[BEGIN RECORDS SUPPLIED]

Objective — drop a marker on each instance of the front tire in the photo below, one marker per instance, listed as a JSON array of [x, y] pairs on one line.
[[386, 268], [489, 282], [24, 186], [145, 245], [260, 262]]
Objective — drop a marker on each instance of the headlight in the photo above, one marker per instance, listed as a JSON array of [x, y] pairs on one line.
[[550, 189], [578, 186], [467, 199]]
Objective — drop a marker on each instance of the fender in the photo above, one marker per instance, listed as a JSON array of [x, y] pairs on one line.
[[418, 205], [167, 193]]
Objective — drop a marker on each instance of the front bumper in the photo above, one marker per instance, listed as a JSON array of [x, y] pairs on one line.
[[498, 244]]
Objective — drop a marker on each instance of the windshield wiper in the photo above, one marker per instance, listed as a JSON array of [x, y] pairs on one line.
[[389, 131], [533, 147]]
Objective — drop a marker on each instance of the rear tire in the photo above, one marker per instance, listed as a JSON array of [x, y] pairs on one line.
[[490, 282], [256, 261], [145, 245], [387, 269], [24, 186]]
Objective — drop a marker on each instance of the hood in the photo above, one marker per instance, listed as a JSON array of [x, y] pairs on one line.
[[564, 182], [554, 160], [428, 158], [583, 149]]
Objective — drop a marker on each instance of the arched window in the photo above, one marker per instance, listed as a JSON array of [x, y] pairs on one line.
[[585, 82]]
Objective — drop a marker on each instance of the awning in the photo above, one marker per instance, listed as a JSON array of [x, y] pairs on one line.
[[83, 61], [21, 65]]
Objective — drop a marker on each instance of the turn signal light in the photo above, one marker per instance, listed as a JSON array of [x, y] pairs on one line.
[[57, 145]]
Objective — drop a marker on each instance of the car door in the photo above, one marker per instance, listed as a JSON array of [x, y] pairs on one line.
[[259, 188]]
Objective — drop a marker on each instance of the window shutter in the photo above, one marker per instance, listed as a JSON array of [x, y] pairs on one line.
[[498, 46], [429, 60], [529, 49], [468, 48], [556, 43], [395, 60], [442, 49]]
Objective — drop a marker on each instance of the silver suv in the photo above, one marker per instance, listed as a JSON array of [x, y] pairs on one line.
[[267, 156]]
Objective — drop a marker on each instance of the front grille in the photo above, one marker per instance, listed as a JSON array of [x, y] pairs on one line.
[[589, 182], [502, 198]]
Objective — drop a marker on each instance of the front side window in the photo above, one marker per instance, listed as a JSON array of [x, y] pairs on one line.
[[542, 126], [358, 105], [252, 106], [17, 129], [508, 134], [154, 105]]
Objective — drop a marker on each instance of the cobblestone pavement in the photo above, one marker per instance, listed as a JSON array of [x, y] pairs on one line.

[END RECORDS SUPPLIED]
[BEGIN RECORDS SUPPLIED]

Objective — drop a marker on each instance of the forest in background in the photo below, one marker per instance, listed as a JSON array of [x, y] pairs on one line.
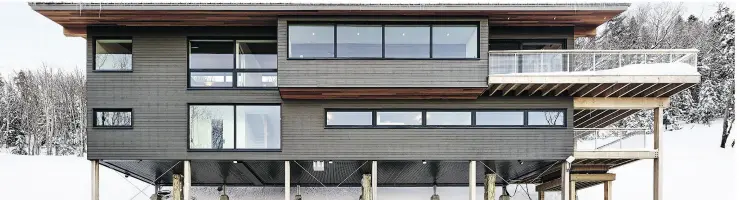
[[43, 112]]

[END RECORDS SUPPLIED]

SHORT TASK> Copy word for word the part of the records that opens with the line containing "Objective — drop a marker on each instance of the arched" and closes with the line containing "[[259, 188]]", both of those lines included.

CORRECT OUTPUT>
Objective — drop a marker on each instance of the arched window in the photo above, one marker per instance, listed as a JSON array of [x, y] pairs on one line.
[[585, 82]]
Objective — drop a marker on each instance of the awning in the photo above, one marker per instance, listed as a JSON array of [x, y] pairs on one line.
[[83, 61], [21, 65]]
Objective — drop a marker on each instance of the turn signal light in the photo above, one marker per instance, listed as a JSON array of [x, y] pairs on one line.
[[57, 145]]
Objective — drop a marker on each instance of the car door in the photo above, one marker per instance, listed as a JSON array of [x, y] pairs on one line.
[[259, 188]]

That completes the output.